▸ TEXT TO READ:

* * * *

Their courageous response is an example to all of us and one we shouldn’t forget. Their actions demonstrated what it means to be part of the human family. Ms. Gutiw,  Mr. Surozenski and Ms. Anzalone didn’t know who was trapped in the wrecked plane, and didn’t care. A fellow human being was in trouble and there was no time to lose to offer aid.

The second bit of news also brought hope, but not as immediately as Ms. Gutiw’s, Mr. Surozenski’s and Ms. Anzalone’s efforts.

When word came that the St. Gabriel’s property, set along the shores of Coecles Harbor, had been sold for $15 million, people who love long views and a sense of sea and deep skies were immediately fearful St. Gabe’s, on the market for years, would be just another millionaires’ development.

The Passionist Fathers, who own the property and had run a youth retreat there for decades, had asked some time ago for the right to subdivide the property and the request had been granted.

A total of 21 lots could be sold, and a precious resource of peace and beauty would be destroyed. But the Passionists have said the new buyer is a single individual (preferring at least at present, to keep his name out of the news and protected by an LLC) who will not develop it.

This is very good news, if true. Supervisor Jim Dougherty said that from informal conversations he’s been privy to, he’s confident the buyer “is fully aware of Shelter Island’s conservation and environmental concerns, which are critical.”

We, along with all Islanders, urge the new owner to keep St. Gabe’s free of waterfront mansions and development. Many uses — a youth center? — can be found to keep and preserve an Island jewel sparkling in the sunlight.

* * * *

▸ SUPPLIED DATA:
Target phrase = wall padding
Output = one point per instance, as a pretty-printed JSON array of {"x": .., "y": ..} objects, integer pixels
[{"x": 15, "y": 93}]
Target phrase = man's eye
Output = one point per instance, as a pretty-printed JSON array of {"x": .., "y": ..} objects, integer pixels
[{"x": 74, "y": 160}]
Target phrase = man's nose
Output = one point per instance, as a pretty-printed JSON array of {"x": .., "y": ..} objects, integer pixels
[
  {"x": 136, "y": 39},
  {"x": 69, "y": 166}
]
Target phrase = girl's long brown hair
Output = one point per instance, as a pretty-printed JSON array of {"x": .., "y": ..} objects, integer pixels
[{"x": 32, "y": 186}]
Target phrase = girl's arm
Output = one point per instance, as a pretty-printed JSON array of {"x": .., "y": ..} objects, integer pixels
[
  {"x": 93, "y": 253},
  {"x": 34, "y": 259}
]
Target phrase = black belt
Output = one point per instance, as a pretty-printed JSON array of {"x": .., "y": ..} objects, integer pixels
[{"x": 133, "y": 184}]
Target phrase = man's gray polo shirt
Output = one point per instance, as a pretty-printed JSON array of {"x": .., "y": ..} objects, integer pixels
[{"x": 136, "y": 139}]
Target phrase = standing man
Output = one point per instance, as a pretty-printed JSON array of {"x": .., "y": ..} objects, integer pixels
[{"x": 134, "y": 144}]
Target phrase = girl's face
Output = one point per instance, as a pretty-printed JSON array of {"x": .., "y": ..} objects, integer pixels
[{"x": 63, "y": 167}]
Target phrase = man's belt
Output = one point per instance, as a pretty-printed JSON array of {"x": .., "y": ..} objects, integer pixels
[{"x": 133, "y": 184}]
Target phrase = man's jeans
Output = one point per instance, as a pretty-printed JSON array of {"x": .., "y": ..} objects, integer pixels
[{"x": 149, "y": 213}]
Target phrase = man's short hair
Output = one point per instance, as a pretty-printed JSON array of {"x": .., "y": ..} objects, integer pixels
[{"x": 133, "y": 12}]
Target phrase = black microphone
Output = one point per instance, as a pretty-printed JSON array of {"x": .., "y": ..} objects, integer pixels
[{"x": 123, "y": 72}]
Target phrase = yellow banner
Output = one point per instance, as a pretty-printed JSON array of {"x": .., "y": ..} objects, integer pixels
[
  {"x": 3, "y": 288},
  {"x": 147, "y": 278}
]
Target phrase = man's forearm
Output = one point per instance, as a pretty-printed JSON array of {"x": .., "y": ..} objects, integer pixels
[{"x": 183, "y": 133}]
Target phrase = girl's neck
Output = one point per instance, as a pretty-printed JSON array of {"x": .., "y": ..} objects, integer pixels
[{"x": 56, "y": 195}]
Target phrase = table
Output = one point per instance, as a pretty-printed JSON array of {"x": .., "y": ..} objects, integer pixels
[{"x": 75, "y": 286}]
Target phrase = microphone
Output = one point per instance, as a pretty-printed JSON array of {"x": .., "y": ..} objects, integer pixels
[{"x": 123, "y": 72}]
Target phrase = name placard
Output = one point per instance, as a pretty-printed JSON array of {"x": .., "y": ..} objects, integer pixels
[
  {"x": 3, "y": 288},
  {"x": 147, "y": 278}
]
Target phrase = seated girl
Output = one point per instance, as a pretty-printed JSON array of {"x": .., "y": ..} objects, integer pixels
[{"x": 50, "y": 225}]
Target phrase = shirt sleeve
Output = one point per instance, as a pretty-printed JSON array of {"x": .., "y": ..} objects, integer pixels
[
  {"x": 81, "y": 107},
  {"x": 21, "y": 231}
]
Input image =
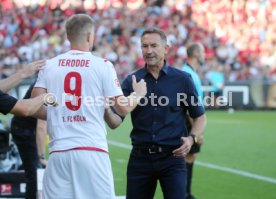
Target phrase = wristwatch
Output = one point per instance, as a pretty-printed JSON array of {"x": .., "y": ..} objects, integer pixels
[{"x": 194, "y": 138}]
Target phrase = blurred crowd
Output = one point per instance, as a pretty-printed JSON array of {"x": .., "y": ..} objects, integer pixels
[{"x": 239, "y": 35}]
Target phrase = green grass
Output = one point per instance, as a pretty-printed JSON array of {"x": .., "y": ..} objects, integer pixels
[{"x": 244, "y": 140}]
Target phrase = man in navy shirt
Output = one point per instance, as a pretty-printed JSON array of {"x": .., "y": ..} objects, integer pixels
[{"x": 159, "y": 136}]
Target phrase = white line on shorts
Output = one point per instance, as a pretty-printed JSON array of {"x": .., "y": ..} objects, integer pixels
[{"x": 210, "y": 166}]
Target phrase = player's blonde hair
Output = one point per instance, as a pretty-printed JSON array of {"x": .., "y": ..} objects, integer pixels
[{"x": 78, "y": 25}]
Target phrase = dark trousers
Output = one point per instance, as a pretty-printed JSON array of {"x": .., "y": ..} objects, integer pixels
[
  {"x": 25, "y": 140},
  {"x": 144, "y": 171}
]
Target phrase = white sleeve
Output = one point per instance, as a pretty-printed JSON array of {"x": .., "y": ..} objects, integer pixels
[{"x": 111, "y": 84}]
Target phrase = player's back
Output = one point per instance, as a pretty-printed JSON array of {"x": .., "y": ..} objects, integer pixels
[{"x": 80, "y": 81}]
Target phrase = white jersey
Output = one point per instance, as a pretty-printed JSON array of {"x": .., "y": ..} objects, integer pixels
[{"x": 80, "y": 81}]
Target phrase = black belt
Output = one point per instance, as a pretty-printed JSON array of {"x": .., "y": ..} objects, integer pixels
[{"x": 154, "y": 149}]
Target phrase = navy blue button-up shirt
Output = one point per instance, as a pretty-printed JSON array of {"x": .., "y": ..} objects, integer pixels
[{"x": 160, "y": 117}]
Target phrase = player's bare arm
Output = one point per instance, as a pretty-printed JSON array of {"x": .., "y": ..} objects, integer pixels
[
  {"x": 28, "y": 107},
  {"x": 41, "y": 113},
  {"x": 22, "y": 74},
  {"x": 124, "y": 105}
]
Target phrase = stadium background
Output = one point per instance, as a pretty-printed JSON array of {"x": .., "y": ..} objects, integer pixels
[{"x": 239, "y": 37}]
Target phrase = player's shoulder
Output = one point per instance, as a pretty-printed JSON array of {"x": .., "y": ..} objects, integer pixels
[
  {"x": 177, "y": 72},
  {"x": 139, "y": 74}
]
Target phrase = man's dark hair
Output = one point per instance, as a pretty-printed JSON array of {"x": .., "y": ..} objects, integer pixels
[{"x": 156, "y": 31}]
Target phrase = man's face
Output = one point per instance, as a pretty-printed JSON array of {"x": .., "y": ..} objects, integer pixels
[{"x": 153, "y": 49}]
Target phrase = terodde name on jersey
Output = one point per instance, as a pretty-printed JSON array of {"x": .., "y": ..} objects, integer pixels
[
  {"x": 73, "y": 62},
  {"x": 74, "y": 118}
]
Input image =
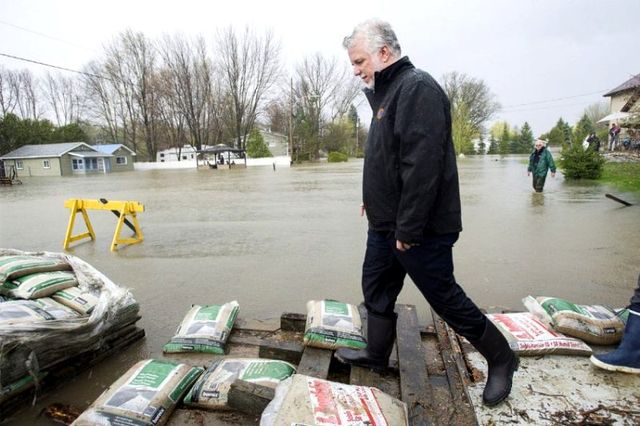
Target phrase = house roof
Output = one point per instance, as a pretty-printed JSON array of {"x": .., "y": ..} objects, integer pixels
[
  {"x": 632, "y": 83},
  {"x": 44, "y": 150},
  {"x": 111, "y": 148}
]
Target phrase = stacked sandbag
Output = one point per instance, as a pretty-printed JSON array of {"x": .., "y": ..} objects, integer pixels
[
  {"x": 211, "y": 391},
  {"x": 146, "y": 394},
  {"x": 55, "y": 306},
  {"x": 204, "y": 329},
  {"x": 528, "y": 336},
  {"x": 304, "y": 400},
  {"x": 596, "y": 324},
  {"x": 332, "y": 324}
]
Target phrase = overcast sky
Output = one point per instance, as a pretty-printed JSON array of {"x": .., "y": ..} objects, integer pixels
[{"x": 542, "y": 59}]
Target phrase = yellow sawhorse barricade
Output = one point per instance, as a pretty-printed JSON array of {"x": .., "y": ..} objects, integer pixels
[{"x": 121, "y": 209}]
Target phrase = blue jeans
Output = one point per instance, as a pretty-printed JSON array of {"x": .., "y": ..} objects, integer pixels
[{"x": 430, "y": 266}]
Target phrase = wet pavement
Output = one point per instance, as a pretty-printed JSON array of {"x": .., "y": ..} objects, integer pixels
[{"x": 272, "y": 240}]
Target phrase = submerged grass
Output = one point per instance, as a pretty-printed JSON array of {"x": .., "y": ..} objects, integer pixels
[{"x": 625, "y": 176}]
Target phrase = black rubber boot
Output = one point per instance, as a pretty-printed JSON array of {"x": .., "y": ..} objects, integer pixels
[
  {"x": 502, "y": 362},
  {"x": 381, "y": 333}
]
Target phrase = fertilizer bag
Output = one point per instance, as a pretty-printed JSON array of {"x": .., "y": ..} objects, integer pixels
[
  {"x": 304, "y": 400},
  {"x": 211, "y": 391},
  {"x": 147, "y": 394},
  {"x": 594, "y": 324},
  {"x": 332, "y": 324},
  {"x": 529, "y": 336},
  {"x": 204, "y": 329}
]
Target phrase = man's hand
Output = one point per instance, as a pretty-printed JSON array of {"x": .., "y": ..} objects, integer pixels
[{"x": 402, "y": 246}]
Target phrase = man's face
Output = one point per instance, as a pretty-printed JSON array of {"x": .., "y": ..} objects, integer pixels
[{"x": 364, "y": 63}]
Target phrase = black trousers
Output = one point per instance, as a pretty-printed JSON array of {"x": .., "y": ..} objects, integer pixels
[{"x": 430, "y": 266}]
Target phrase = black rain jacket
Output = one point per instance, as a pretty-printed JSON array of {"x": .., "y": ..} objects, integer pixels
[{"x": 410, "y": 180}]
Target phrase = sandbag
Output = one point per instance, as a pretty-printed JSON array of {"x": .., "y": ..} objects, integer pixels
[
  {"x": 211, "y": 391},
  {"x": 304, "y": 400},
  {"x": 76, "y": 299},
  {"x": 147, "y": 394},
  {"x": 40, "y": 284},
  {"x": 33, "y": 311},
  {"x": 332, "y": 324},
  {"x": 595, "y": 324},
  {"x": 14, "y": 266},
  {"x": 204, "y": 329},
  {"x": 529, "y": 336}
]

* * * *

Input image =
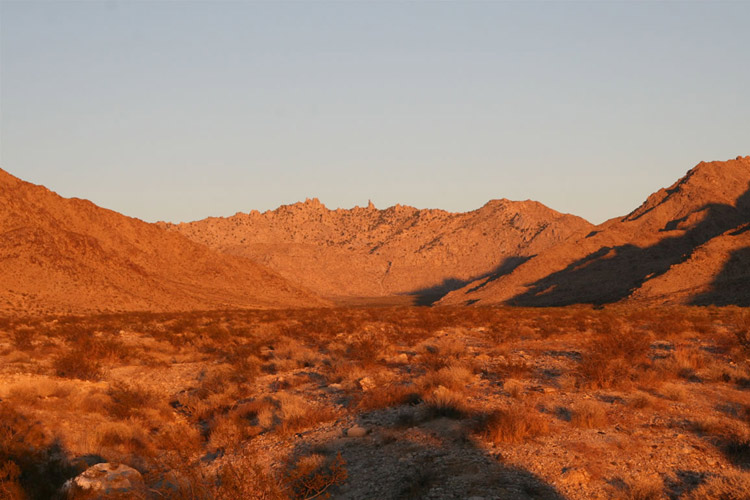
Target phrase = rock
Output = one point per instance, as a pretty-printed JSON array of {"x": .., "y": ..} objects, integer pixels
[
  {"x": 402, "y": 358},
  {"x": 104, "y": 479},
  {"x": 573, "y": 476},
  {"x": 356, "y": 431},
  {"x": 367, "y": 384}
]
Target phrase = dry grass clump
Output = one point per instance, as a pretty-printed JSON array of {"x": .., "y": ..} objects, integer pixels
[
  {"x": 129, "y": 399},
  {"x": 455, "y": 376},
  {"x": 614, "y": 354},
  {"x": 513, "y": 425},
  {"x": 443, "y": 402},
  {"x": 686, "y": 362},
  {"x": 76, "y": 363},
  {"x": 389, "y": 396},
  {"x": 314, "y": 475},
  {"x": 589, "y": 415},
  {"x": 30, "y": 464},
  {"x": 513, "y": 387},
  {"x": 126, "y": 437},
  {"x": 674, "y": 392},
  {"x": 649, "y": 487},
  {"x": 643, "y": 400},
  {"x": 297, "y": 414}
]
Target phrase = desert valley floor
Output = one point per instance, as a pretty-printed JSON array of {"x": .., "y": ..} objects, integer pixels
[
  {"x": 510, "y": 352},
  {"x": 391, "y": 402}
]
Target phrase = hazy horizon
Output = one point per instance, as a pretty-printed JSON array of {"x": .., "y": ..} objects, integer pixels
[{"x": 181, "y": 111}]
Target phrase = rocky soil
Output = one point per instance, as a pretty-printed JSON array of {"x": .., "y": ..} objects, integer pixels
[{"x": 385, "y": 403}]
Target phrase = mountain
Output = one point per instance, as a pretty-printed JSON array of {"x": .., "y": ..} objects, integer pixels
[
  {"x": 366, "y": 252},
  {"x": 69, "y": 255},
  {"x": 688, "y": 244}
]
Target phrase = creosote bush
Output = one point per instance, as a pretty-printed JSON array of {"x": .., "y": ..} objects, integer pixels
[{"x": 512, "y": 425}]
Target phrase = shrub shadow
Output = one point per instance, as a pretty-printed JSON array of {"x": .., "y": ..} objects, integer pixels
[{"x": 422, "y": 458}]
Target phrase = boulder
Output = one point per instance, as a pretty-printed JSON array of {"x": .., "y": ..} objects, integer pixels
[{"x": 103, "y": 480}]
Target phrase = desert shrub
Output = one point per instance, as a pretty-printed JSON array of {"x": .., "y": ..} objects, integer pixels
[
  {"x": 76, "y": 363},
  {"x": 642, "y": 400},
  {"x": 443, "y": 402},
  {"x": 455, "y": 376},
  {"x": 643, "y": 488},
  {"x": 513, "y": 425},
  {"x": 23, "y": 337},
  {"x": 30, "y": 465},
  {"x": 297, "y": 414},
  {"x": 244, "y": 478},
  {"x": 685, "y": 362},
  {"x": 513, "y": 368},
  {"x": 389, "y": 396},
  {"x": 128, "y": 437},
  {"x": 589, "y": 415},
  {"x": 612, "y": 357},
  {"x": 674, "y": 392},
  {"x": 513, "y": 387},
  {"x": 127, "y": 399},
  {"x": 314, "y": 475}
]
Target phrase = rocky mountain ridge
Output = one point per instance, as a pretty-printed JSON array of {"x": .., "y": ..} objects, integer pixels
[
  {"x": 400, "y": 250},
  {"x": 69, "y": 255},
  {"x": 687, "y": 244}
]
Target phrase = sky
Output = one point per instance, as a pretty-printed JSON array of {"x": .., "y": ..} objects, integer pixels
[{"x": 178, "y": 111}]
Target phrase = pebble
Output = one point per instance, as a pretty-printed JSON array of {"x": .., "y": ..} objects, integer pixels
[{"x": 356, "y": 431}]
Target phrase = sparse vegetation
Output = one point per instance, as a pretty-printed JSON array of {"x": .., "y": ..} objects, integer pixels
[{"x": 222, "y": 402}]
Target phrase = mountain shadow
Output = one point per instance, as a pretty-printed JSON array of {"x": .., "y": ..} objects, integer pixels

* * * *

▸ SET TASK 1:
Using the editorial about the St. Gabriel's property, answer these:
(a) For what price was the St. Gabriel's property sold?
(b) How many lots could be sold under the subdivision that was granted?
(c) What use for St. Gabe's does the editorial suggest with a question?
▸ SET TASK 2:
Print the editorial's wording from "This is very" up to and including "in the sunlight.".

▸ WRITTEN SOLUTION 1:
(a) $15 million
(b) 21
(c) A youth center

▸ WRITTEN SOLUTION 2:
This is very good news, if true. Supervisor Jim Dougherty said that from informal conversations he’s been privy to, he’s confident the buyer “is fully aware of Shelter Island’s conservation and environmental concerns, which are critical.”

We, along with all Islanders, urge the new owner to keep St. Gabe’s free of waterfront mansions and development. Many uses — a youth center? — can be found to keep and preserve an Island jewel sparkling in the sunlight.